Bisama se sustrae a la presión de alinearse con el Gran Relato de la dictadura como explicación de los relatos parciales o individuales. No es que la niegue ni que disminuya el daño causado por ella, al contrario. Pero la dictadura es otro fenómeno que se diluye en el polvo, del mismo modo que se diluye la historia del vidente, propia de la crónica amarilla. Bisama rehúsa los modos crueles del folletín mediático y se niega a explotar una deriva bastante estrafalaria de las apariciones de la Virgen: tras el éxito místico y comercial del vidente, de las peregrinaciones y del uso que los militares intentaron darle al culto, el personaje sufre una crisis de identidad, cambia de sexo y termina muriendo de cirrosis en medio de los pocos fieles que le quedan. Bisama exhibe su generosidad absteniéndose de explotar al personaje y a sus seguidores, dejando que se sumerjan en la bruma igualitaria que todo lo envuelve. La novela empieza consignando la aparición por vía anónima de imágenes del vidente muchos años más tarde, como símbolo de la propia novela, dispuesta a que el pasado del pueblo no desaparezca acorralado por su escasa densidad y por las convenciones de la corrección política. Así como se resiste a darle a la dictadura más importancia de la que tiene en la formación de la generación de los que fueron niños con Pinochet, Bisama se niega también a hablar del vidente como lo hacen los medios, como un fenómeno circense. Ruido rechaza toda épica, pero se niega también a que el aburrimiento y la grisura reduzcan el mundo al silencio.

Esa actitud es particularmente incisiva cuando demuestra que el cine, la máquina más apta para registrar que haya dado la civilización, es impotente para capturar ese ruido que tanto importa justamente porque importa muy poco. Dos veces el narrador descalifica al cine:

Una de ellas es en este fragmento

… como si desconfiáramos del cine porque no hay nitidez que sea capaz de resolver esa precariedad de esa provincia de hace treinta años, no hay cámara capaz de captar la aridez del polvo de nuestro pasado y el aburrimiento de un lugar donde el tiempo siempre estuvo muerto.

La otra, es cuando se refiere a una película filmada en el pueblo cuyo director responde a las señas de Marco Enrique Ominami, quien posteriormente fue candidato presidencial y representante más conspicuo de la izquierda exquisita chilena. Si con algo no tiene conexión alguna Ominami es con la provincia.

§ ENTRADAS PROPORCIONADAS
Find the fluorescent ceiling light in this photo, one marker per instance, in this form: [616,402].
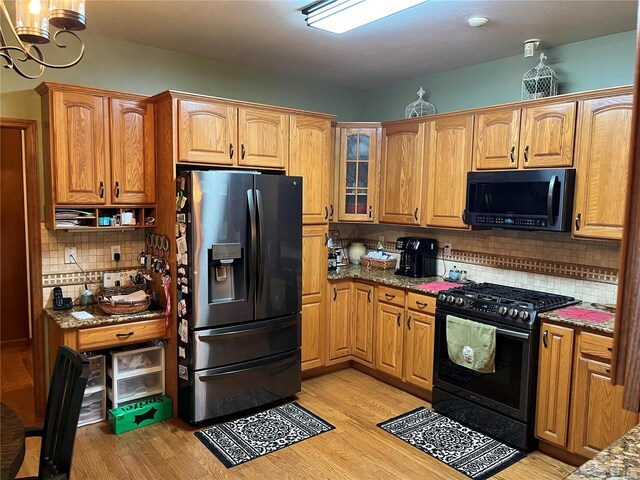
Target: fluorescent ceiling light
[339,16]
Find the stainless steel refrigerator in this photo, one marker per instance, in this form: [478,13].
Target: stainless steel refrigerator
[239,258]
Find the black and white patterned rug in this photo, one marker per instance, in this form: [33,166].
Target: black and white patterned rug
[471,453]
[241,440]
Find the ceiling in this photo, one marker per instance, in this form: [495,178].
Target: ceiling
[428,38]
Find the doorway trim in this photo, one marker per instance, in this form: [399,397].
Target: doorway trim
[31,180]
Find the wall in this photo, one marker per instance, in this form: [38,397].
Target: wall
[588,65]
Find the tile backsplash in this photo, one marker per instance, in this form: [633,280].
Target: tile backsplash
[94,256]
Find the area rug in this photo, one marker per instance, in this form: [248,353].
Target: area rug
[239,441]
[471,453]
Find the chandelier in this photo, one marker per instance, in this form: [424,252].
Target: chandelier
[31,30]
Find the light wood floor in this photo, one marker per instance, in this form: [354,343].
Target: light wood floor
[350,400]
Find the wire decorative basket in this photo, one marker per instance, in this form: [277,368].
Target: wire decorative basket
[420,107]
[113,307]
[539,82]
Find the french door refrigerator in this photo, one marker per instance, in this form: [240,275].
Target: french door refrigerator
[239,257]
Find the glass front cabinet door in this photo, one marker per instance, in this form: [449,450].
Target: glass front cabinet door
[357,171]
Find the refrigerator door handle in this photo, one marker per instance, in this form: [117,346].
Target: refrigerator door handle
[253,243]
[261,248]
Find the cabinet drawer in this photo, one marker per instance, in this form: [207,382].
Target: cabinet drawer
[121,334]
[393,296]
[596,346]
[421,303]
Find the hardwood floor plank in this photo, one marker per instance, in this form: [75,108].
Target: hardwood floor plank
[356,450]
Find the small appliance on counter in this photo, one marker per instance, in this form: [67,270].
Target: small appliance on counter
[418,256]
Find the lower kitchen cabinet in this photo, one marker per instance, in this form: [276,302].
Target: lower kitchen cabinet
[340,320]
[362,322]
[554,384]
[418,352]
[389,339]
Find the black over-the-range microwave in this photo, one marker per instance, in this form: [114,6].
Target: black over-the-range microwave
[522,199]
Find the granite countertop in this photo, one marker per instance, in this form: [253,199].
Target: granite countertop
[604,327]
[64,319]
[619,460]
[384,277]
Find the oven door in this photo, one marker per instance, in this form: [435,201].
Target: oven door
[510,389]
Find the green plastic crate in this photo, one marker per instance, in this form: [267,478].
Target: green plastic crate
[139,414]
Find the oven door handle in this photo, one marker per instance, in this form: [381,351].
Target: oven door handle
[509,333]
[552,189]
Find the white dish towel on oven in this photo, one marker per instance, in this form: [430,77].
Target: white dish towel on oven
[471,344]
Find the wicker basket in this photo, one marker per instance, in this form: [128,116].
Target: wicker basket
[366,261]
[111,307]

§ TAREA 1
Indica si cada afirmación coincide con el fragmento sobre Ruido: (a) Bisama niega el daño causado por la dictadura; (b) el vidente termina muriendo de cirrosis; (c) el narrador descalifica al cine una sola vez. Responde sí o no a cada una y cita textualmente las palabras del fragmento que lo deciden.
§ TAREA 2
Reproduce el tramo del fragmento sobre Ruido que va desde "La otra, es" hasta "con la provincia.".
§ TAREA 3
Según el fragmento sobre Ruido, ¿por qué se desconfía del cine en el pasaje que cita al narrador? Explícalo en una a tres oraciones.

§ RESPUESTA 1
(a) No: "No es que la niegue ni que disminuya el daño causado por ella, al contrario."
(b) Sí: "termina muriendo de cirrosis en medio de los pocos fieles que le quedan"
(c) No: "Dos veces el narrador descalifica al cine"

§ RESPUESTA 2
La otra, es cuando se refiere a una película filmada en el pueblo cuyo director responde a las señas de Marco Enrique Ominami, quien posteriormente fue candidato presidencial y representante más conspicuo de la izquierda exquisita chilena. Si con algo no tiene conexión alguna Ominami es con la provincia.

§ RESPUESTA 3
Se desconfía del cine porque ninguna nitidez puede resolver la precariedad de aquella provincia de hace treinta años. Tampoco hay cámara capaz de captar la aridez del polvo de ese pasado ni el aburrimiento de un lugar donde el tiempo siempre estuvo muerto.